OBJECTIVES »
- 1) Answer these questions about the passage on environmental concerns, one answer to a line:
(a) What book did the writer write and publish?
(b) Which city does the passage name along with Colorado as a place where serious environmental problems should be corrected?
(c) Which terms does the passage say humankind must understand before stocks, bonds, and derivatives can be of any value?
- 2) Quote the passage on environmental concerns word for word, starting at "Following on the" and ending at "that surrounds them.".
- 3) Continue the passage on environmental concerns from the point where it stops.

PASSAGE TO READ »
******************************

Following on the more challenging questions, I recognized I literally do have two sets of ideas or concepts on which I operate. One is a list of recognizable, close to home, environmental problems that allowed me to write and publish Trees and Shrubs of Colorado, and directly encourage the correction of serious environmental problems we face right here in Denver and throughout Colorado. At this level, I am able to suggest we plant and care for local native plant species, protect the national and state parks, conserve water, reduce carbon dioxide, reduce erosion, and reach out to people of all ages encouraging them to protect the environment that surrounds them.

But, as with most of you, I do hear another drummer and I have been hearing a number of drummers for a good part of my life. I am not a self-made person. The challenge came from my teachers, professors, and my environment for more than eighty plus years to read, study and listen to a much larger array of scholars and scientists who have made the case for protecting the only earth we have. Reading the works of such people as Henry David Thoreau, Rachel Carson, Paul Ehrlich, Edward O. Wilson, David Ehrenfeld, Garrett Hardin, Lester R. Brown, Eugene Odum, E. F. Schumacher, Carl Sagan, Aldo Leopold, John Muir, William deBuys and many others, has allowed me to develop a list of much larger concepts that I could not address in a single lecture or workshop. I have developed my own person, and beliefs, through these powerful authors that I can almost consider personal friends. They have challenged me to attend to environmental issues not only close to home, but at the same time recognize that every organism that makes up each ecosystem must be protected. And that terms like kindness, conservation, carrying capacity, and limits must be understood first by humankind, before stocks, bonds, and derivatives can be of any value on a small, crowded, and mistreated planet.

******************************

STORED DATA »
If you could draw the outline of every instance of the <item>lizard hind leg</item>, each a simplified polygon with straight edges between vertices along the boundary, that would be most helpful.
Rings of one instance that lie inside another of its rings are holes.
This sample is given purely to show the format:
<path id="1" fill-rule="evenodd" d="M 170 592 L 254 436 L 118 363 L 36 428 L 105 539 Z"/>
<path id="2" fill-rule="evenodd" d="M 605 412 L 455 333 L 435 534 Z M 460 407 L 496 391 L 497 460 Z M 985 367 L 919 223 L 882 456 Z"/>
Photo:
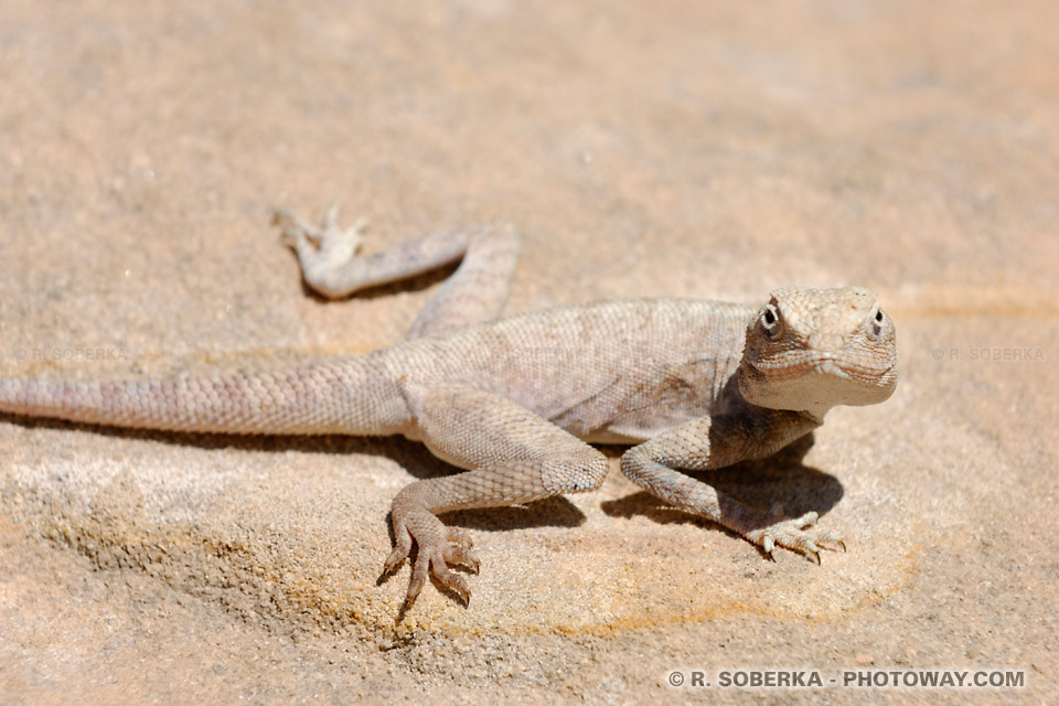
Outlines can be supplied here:
<path id="1" fill-rule="evenodd" d="M 383 577 L 408 558 L 413 544 L 418 547 L 399 616 L 411 608 L 428 577 L 464 605 L 470 600 L 464 578 L 449 569 L 460 565 L 477 573 L 470 537 L 446 527 L 438 514 L 595 490 L 609 468 L 597 449 L 499 395 L 445 384 L 408 385 L 406 396 L 417 436 L 435 456 L 469 470 L 416 481 L 394 498 L 395 547 Z"/>

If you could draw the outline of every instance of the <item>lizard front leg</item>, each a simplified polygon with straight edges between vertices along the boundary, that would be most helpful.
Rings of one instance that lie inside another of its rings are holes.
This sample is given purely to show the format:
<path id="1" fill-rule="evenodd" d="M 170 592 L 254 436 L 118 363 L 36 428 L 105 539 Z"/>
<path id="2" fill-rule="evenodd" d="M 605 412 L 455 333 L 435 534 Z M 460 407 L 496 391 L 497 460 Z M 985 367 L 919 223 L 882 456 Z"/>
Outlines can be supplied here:
<path id="1" fill-rule="evenodd" d="M 812 555 L 820 563 L 821 548 L 845 545 L 833 532 L 807 530 L 816 522 L 815 512 L 787 518 L 755 510 L 675 470 L 704 471 L 766 458 L 815 426 L 801 413 L 761 408 L 699 417 L 629 449 L 621 457 L 621 470 L 652 495 L 728 527 L 769 557 L 781 546 Z"/>
<path id="2" fill-rule="evenodd" d="M 404 392 L 416 422 L 411 436 L 468 471 L 417 481 L 394 498 L 396 546 L 383 576 L 408 557 L 413 542 L 418 545 L 402 613 L 415 602 L 428 575 L 464 603 L 470 599 L 467 582 L 447 565 L 477 570 L 478 559 L 466 536 L 448 530 L 438 513 L 596 490 L 608 469 L 601 452 L 504 397 L 459 384 L 409 384 Z"/>

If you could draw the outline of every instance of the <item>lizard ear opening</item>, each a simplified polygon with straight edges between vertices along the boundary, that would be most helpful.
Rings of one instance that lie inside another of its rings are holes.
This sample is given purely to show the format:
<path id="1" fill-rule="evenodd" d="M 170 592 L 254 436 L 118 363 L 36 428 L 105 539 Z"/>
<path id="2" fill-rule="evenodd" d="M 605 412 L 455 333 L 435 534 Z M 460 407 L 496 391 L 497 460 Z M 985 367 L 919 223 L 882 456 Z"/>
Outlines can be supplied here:
<path id="1" fill-rule="evenodd" d="M 783 320 L 780 318 L 780 310 L 775 304 L 766 304 L 761 310 L 761 330 L 769 339 L 774 339 L 783 331 Z"/>

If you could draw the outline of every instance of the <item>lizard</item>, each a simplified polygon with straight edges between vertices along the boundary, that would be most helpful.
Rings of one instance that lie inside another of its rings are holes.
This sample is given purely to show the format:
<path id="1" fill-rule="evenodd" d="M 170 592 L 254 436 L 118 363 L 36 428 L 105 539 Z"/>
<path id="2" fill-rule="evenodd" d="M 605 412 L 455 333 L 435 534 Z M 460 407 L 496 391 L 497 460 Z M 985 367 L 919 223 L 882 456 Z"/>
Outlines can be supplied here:
<path id="1" fill-rule="evenodd" d="M 815 523 L 748 506 L 682 471 L 773 454 L 837 405 L 897 384 L 894 322 L 862 287 L 784 287 L 761 306 L 627 299 L 502 318 L 521 245 L 511 225 L 437 231 L 357 254 L 365 222 L 315 226 L 277 211 L 304 282 L 327 299 L 459 263 L 391 347 L 301 367 L 170 379 L 0 379 L 0 411 L 88 424 L 245 435 L 404 435 L 463 472 L 393 499 L 379 580 L 411 558 L 399 616 L 430 577 L 464 606 L 477 574 L 466 531 L 438 515 L 597 490 L 591 443 L 629 445 L 621 471 L 676 507 L 759 546 L 820 563 L 845 549 Z"/>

******************************

TASK-BY-TASK ANSWERS »
- 1)
(a) Trees and Shrubs of Colorado
(b) Denver
(c) Kindness, conservation, carrying capacity, and limits

- 2)
Following on the more challenging questions, I recognized I literally do have two sets of ideas or concepts on which I operate. One is a list of recognizable, close to home, environmental problems that allowed me to write and publish Trees and Shrubs of Colorado, and directly encourage the correction of serious environmental problems we face right here in Denver and throughout Colorado. At this level, I am able to suggest we plant and care for local native plant species, protect the national and state parks, conserve water, reduce carbon dioxide, reduce erosion, and reach out to people of all ages encouraging them to protect the environment that surrounds them.

- 3)
In recent weeks, since the powerful winds and rain off the Gulf of Mexico swept over south central Texas and portions of Louisiana, literally destroying hundreds of communities, thousands of homes, and bringing total havoc to thousands of lives, I could not believe what was taking place right before my eyes. Television almost demands you watch this terrible sight and hear the frustrated and hopeless voices of those confronted with this horrible dilemma. For me, this is so painful because I am familiar with that beautiful coastline, and having enjoyed taking many plant geography and field botany classes to that area to study the flora and birds of the wetlands.

But the real shock for me is that so many of the individuals interviewed were also quick to say they are returning to that area as soon as possible, after being driven out two and three times under such horrible conditions. Perhaps it is my science background, but what I have been observing is just totally impossible to comprehend. The only place on earth where I have observed and heard a similar story was in Bangladesh on two separate occasions. Are Homo sapiens just shortsighted, or is there something more I don’t understand? It appears to me this one species is crowding itself into horrible conditions, and that we are reaching limits on earth that this species fails to understand. Twenty-five years ago, I read Garrett Hardin’s Living Within Limits: Ecology, Economics, and Population Taboos, and it challenged me to listen and study a wide range of other drummers. The earth has become a very crowded place.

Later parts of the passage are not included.